* _WHAT THE TASK ASKS_: Count how many lines in the data below contain the string "wall", treating uppercase and lowercase as different. Give only the count.

(Coordinate annotation data)
-------------------------
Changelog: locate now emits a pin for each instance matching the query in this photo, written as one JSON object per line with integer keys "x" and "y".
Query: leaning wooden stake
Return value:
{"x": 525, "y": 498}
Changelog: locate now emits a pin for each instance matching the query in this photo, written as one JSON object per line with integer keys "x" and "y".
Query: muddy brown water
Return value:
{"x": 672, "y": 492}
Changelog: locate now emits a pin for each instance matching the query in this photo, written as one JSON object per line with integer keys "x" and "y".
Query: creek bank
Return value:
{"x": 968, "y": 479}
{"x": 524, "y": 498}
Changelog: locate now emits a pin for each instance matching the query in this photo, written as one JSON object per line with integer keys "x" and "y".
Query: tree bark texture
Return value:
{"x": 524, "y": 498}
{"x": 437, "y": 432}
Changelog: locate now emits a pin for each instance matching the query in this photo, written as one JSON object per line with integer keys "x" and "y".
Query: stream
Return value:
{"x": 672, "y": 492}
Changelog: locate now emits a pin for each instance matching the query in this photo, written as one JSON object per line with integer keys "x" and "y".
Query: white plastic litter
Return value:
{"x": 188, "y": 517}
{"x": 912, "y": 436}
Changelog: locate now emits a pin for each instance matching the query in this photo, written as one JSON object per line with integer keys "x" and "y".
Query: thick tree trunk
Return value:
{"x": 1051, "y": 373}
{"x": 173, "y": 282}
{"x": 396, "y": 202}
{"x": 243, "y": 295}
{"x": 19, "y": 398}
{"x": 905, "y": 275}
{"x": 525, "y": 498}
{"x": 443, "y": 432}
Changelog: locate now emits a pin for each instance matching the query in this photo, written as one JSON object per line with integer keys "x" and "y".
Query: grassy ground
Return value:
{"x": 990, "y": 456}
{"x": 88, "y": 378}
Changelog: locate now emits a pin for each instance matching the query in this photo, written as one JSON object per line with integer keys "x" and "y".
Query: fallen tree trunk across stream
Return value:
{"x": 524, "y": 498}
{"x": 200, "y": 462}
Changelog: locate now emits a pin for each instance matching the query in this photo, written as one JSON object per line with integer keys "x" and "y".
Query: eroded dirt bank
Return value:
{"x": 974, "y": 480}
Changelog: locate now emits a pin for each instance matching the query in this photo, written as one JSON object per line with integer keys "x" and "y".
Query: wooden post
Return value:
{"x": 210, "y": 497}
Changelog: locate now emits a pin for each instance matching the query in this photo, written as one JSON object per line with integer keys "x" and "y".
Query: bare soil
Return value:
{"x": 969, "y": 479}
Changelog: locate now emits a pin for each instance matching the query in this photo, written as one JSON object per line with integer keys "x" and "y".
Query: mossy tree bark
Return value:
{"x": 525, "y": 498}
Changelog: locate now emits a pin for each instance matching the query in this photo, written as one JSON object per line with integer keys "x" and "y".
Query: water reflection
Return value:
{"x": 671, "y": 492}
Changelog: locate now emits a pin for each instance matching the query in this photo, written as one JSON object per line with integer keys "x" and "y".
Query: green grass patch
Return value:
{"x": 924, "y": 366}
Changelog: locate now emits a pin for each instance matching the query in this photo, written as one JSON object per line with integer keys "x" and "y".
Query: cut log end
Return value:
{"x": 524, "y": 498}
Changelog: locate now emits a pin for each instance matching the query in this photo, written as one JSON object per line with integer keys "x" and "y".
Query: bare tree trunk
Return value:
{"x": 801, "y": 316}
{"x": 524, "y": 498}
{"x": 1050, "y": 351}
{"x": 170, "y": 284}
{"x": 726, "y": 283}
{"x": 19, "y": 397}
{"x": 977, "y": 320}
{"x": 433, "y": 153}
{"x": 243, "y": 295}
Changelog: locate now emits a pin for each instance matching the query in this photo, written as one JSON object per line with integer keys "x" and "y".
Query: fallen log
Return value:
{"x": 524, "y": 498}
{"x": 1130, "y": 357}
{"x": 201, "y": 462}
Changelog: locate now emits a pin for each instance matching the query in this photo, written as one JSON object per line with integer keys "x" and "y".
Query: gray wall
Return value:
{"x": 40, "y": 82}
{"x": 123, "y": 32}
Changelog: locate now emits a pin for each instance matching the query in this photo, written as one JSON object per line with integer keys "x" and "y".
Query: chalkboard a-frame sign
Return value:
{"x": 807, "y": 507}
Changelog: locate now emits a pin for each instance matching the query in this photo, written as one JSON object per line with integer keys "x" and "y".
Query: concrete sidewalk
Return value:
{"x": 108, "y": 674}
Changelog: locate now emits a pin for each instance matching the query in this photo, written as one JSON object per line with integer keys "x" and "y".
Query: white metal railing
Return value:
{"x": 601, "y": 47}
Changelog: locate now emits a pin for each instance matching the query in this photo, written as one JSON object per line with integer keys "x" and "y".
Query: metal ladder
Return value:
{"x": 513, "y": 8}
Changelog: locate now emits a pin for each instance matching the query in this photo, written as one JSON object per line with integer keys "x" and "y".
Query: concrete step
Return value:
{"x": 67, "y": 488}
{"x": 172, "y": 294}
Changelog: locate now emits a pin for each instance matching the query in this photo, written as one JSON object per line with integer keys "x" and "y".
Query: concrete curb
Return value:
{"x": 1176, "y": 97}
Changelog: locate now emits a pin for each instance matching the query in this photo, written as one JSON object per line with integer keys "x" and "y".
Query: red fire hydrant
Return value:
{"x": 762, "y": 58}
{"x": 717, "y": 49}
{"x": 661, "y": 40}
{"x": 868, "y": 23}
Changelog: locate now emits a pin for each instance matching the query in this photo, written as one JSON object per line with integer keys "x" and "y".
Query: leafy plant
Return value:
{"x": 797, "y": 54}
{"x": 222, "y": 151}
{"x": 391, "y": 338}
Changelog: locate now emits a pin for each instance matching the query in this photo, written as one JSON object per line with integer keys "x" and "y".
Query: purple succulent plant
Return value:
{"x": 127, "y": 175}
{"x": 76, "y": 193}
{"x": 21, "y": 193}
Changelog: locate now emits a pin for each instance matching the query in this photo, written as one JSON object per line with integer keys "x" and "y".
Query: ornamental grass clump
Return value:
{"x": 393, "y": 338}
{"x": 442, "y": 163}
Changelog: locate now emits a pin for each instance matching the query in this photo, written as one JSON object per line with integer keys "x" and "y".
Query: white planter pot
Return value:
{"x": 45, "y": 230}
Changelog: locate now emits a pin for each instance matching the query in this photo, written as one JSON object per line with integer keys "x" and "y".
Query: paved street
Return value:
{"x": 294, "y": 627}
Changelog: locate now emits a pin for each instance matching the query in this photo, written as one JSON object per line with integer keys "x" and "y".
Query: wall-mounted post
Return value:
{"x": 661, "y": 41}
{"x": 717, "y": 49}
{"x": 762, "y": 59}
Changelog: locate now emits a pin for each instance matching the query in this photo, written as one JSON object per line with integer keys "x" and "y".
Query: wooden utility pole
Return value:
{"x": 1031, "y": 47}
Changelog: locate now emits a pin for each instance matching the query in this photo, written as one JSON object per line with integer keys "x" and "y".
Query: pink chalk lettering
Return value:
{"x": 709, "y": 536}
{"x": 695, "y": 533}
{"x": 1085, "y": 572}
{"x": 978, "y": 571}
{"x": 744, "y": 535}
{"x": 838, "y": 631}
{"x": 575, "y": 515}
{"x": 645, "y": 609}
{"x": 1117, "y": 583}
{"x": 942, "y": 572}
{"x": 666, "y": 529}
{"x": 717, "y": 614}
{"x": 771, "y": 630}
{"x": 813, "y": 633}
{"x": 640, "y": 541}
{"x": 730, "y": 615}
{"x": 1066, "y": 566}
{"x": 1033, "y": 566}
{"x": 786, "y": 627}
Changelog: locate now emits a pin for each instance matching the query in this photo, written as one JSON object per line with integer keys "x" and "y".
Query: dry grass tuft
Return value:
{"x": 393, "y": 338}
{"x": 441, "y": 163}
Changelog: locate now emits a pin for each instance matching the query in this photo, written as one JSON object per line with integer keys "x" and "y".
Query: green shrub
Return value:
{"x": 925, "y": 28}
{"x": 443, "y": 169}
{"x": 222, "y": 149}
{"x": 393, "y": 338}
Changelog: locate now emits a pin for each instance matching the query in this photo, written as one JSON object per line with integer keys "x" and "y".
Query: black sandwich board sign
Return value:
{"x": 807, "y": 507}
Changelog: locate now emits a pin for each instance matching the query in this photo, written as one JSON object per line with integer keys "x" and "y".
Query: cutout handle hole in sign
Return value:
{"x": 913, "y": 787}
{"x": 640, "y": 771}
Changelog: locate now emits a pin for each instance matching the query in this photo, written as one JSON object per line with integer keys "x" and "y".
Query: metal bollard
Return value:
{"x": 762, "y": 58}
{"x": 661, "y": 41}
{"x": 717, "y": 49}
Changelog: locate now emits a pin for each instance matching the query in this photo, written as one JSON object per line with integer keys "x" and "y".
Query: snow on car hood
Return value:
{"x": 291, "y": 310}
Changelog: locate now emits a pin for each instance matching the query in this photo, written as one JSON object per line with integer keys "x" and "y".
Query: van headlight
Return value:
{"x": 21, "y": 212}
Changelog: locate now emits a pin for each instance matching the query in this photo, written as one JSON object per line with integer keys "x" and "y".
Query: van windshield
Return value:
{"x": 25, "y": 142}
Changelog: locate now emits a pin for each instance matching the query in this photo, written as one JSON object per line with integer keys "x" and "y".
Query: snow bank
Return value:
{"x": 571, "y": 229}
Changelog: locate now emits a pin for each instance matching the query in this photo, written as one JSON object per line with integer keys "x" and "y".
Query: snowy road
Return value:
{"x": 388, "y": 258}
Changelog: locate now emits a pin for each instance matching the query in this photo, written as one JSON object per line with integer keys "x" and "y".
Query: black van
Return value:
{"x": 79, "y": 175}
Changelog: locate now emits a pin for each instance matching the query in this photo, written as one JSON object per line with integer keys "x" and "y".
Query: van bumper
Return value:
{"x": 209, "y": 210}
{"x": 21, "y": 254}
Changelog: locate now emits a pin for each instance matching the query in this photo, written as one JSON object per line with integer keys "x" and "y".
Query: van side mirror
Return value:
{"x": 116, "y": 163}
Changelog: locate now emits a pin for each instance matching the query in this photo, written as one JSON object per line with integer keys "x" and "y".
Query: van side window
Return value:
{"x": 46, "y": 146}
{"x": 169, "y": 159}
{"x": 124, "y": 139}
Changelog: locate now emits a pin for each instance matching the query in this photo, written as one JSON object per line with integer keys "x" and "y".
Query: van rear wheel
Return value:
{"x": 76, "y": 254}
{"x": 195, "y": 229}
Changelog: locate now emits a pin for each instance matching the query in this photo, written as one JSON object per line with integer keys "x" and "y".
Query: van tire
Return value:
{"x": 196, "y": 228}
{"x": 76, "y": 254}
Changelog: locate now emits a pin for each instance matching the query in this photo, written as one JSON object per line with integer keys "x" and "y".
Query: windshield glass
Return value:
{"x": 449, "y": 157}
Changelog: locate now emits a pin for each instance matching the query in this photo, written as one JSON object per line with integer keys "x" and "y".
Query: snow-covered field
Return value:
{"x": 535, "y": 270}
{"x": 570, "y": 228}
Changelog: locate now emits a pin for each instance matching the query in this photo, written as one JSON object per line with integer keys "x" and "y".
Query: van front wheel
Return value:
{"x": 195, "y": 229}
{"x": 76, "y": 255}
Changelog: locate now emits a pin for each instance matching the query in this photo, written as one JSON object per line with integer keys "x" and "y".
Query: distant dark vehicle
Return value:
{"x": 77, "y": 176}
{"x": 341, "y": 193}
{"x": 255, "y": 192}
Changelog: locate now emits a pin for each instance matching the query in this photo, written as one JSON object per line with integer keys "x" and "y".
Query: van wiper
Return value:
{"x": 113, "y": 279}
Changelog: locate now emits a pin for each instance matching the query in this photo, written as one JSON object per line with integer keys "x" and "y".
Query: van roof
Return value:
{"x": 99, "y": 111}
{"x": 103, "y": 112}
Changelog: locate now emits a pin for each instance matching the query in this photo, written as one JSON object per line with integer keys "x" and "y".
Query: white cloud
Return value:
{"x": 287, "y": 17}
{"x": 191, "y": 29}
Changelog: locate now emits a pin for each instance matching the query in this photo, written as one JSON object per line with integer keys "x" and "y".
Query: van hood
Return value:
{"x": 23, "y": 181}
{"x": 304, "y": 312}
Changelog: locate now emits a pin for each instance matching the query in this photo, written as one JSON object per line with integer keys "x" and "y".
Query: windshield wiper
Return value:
-------------------------
* _WRITTEN REPLY_: 2